» **REQUEST**
Repeat, exactly and in full, the lines of the listing below, but without any pictures.

» **DATASET EXTRACT**
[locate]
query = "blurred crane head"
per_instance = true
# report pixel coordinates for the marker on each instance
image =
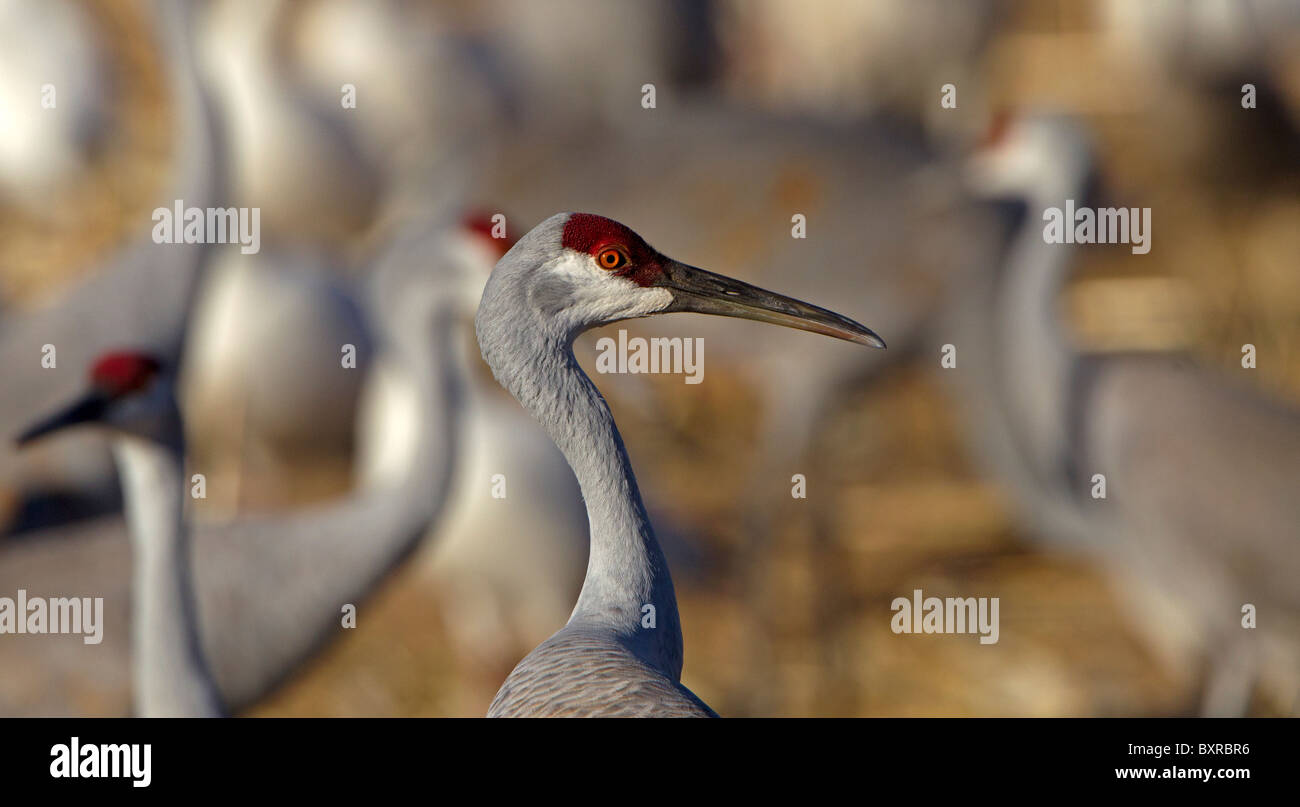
(129, 393)
(577, 270)
(1040, 157)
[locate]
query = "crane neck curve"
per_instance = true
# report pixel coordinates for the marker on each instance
(628, 589)
(170, 676)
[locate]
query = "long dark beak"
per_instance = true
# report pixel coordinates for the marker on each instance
(87, 409)
(706, 293)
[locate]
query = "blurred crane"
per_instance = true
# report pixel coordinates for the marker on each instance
(131, 395)
(43, 148)
(272, 589)
(1201, 473)
(506, 558)
(139, 295)
(620, 651)
(289, 157)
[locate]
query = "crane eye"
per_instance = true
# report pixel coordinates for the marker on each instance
(611, 259)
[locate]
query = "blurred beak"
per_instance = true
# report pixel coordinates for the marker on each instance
(714, 294)
(87, 409)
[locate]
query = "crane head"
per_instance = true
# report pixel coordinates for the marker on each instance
(579, 270)
(129, 391)
(1039, 156)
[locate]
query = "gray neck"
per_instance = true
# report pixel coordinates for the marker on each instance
(1034, 352)
(170, 676)
(627, 569)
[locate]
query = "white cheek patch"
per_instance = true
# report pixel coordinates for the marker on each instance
(601, 296)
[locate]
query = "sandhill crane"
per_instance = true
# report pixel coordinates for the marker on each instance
(131, 395)
(139, 295)
(922, 235)
(47, 44)
(271, 589)
(506, 558)
(620, 651)
(1201, 474)
(256, 378)
(287, 157)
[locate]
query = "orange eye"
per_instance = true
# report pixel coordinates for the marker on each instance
(611, 259)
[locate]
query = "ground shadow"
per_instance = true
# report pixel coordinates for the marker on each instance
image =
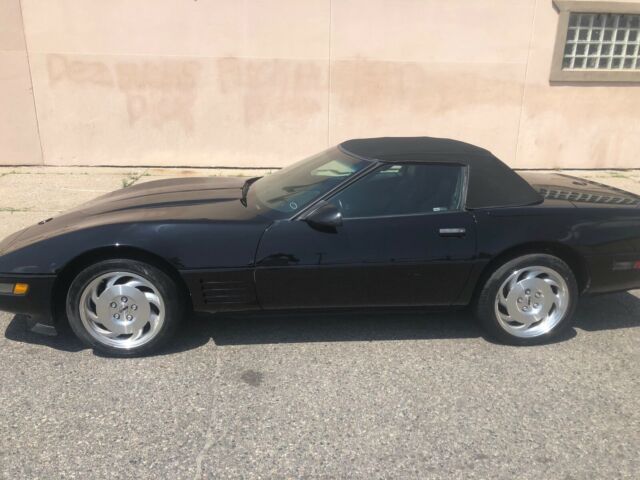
(597, 313)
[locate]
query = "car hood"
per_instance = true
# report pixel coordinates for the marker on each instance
(199, 199)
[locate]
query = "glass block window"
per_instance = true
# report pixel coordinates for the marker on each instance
(602, 41)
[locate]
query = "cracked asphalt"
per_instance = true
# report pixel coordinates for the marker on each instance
(359, 395)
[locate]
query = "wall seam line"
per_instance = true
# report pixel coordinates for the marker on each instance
(33, 91)
(524, 81)
(329, 79)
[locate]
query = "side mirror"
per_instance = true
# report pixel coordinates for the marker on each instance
(326, 218)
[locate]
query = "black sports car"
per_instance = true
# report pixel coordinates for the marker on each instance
(384, 222)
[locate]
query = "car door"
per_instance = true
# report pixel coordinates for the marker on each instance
(405, 240)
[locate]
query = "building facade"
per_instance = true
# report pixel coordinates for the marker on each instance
(261, 83)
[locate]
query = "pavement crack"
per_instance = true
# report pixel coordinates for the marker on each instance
(208, 443)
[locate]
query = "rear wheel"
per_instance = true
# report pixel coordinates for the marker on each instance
(124, 307)
(528, 300)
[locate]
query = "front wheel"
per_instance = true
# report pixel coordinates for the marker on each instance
(124, 307)
(528, 300)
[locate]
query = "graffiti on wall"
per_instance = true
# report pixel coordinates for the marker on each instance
(159, 91)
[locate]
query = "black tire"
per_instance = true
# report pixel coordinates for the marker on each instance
(170, 294)
(485, 307)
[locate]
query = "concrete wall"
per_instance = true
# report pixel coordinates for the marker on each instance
(255, 83)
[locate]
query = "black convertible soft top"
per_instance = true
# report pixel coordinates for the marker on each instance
(491, 182)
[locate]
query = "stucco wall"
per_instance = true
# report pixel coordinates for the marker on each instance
(258, 83)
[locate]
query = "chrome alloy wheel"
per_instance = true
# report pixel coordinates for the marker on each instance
(122, 310)
(531, 301)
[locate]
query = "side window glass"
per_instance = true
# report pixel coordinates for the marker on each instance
(403, 189)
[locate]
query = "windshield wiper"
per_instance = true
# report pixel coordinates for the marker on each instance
(245, 189)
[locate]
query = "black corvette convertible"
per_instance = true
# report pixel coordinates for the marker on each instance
(386, 222)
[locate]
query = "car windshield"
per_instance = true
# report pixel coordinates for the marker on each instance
(296, 186)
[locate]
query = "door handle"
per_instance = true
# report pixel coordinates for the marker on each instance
(453, 232)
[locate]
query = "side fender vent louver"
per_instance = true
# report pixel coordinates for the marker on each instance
(227, 292)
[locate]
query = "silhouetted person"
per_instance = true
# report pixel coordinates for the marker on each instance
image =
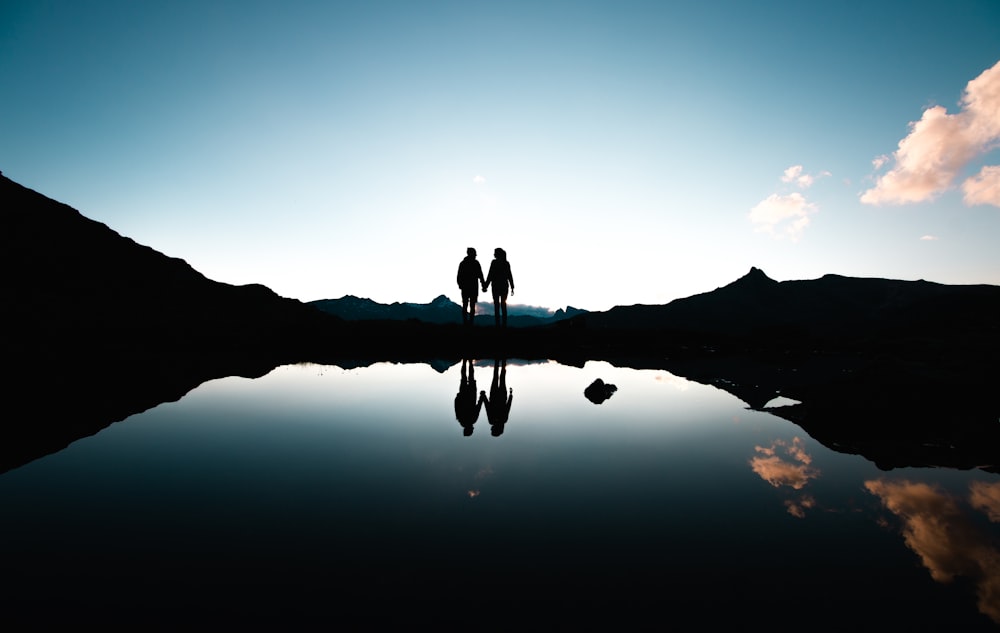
(498, 404)
(466, 406)
(470, 276)
(502, 280)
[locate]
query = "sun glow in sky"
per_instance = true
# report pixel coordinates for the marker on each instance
(620, 152)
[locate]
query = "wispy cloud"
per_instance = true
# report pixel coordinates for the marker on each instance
(783, 215)
(931, 158)
(787, 215)
(939, 529)
(797, 176)
(984, 187)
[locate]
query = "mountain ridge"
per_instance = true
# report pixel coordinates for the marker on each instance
(440, 310)
(101, 327)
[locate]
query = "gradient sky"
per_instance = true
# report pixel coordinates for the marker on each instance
(620, 152)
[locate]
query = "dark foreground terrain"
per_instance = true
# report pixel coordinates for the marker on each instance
(100, 328)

» **RESPONSE**
[locate]
query = "blurred crane head"
per_instance = true
# report pixel coordinates for the marker on each instance
image =
(129, 393)
(577, 270)
(1040, 157)
[locate]
query = "crane neck curve"
per_instance = true
# report pixel coordinates for the marker on each instance
(628, 589)
(170, 676)
[locate]
query = "long dark beak"
per_instance = true
# report pixel coordinates for the marker on each instance
(87, 409)
(706, 293)
[locate]
query = "blurred crane"
per_instance = true
# report pixel coordinates for the marker on each instance
(131, 395)
(43, 148)
(272, 589)
(1201, 473)
(506, 558)
(139, 295)
(620, 651)
(289, 157)
[locate]
query = "crane eye"
per_instance = true
# report pixel coordinates for the marker on each instance
(611, 259)
[locate]
query = "blurred beak"
per_instance = true
# report pixel coordinates for the marker on each instance
(714, 294)
(87, 409)
[locate]
query = "crane head"
per_instance = true
# report pixel coordinates for the marker on each instance
(579, 270)
(129, 391)
(1039, 156)
[locate]
query = "gray neck"
per_instance = true
# report pixel coordinates for the marker on each instance
(1034, 352)
(170, 676)
(627, 569)
[locate]
query = "white cheek patch"
per_instance = true
# report pixel coordinates for the marker on each instance
(601, 296)
[locate]
query = "sandhill crane"
per_instance = true
# report pixel coordinates for the marker on each instance
(131, 395)
(139, 295)
(922, 235)
(47, 44)
(271, 589)
(506, 558)
(620, 651)
(1201, 474)
(256, 378)
(287, 157)
[locate]
query = "orange eye"
per_instance = true
# report pixel coordinates for the marker on each instance
(611, 259)
[locate]
query = "ground shadow"
per_instance = true
# report pixel coordinates for the marker on each instance
image =
(597, 313)
[locate]
query = "car hood"
per_instance = true
# report pixel coordinates for the marker on each instance
(199, 199)
[locate]
query = "glass block window"
per_instance = true
# report pixel coordinates for the marker on each instance
(602, 41)
[locate]
query = "cracked asphalt"
per_instance = true
# report pixel coordinates for the marker on each instance
(359, 395)
[locate]
query = "wall seam line"
per_instance = true
# report pixel coordinates for the marker on each instance
(33, 91)
(524, 81)
(329, 79)
[locate]
query = "side mirror"
per_instance = true
# report pixel coordinates for the marker on each instance
(326, 218)
[locate]
query = "black sports car"
per_instance = true
# report pixel coordinates for the marker on each instance
(384, 222)
[locate]
query = "car door"
per_instance = true
# report pixel coordinates for the marker on each instance
(405, 240)
[locate]
query = "building facade"
per_instance = true
# report pixel coordinates for the marker on each instance
(261, 83)
[locate]
query = "pavement crack"
per_instance = true
# report pixel coordinates for the marker on each instance
(208, 443)
[locate]
query = "rear wheel"
per_instance = true
# report pixel coordinates for the marker on each instance
(124, 307)
(528, 300)
[locate]
query = "front wheel"
per_instance = true
# report pixel coordinates for the marker on each instance
(124, 307)
(528, 300)
[locate]
query = "graffiti on wall"
per_instance = true
# report pixel coordinates for the marker on each instance
(159, 91)
[locate]
query = "black tire"
per_instance = true
# report pixel coordinates for the marker on each instance
(170, 294)
(485, 307)
[locate]
query = "concrete wall"
per_instance = true
# report pixel coordinates for the marker on each instance
(255, 83)
[locate]
query = "black convertible soft top"
per_instance = true
# report pixel coordinates for the marker on each instance
(491, 182)
[locate]
query = "stucco wall"
per_instance = true
# report pixel coordinates for the marker on each instance
(258, 83)
[locate]
query = "chrome alloy wheel"
per_instance = true
# report pixel coordinates for the marker on each instance
(122, 310)
(531, 301)
[locate]
query = "side window glass"
per_instance = true
# report pixel coordinates for the marker on each instance
(403, 189)
[locate]
query = "windshield wiper"
per_instance = true
# report pixel coordinates for the marker on each instance
(245, 189)
[locate]
query = "black corvette convertible"
per_instance = true
# report pixel coordinates for the marker on each instance
(386, 222)
[locate]
query = "car windshield"
per_instance = true
# report pixel coordinates for the marker on each instance
(296, 186)
[locate]
query = "door handle"
per_instance = true
# report pixel coordinates for the marker on each instance
(453, 232)
[locate]
query = "side fender vent louver"
per_instance = true
# report pixel coordinates for the marker on each instance
(227, 292)
[locate]
query = "silhouetted person"
per_instance = true
# report pixel coordinates for the marker on each instance
image =
(498, 404)
(466, 406)
(470, 276)
(502, 280)
[locate]
query = "sun glow in sky"
per_instance = true
# report pixel coordinates for the marker on each instance
(620, 152)
[locate]
query = "wispy cloud"
per_instance = true
# report pixel coordinates for the marker on each instance
(783, 215)
(931, 158)
(787, 215)
(939, 529)
(797, 176)
(984, 187)
[locate]
query = "mountain ridge"
per_instance = true
# report pixel coordinates for the marker on each instance
(440, 310)
(101, 327)
[locate]
query = "gradient sky"
per_instance = true
# report pixel coordinates for the marker on each instance
(620, 152)
[locate]
query = "dark foreground terrain"
per_instance = true
# report pixel coordinates for the marker on each instance
(100, 328)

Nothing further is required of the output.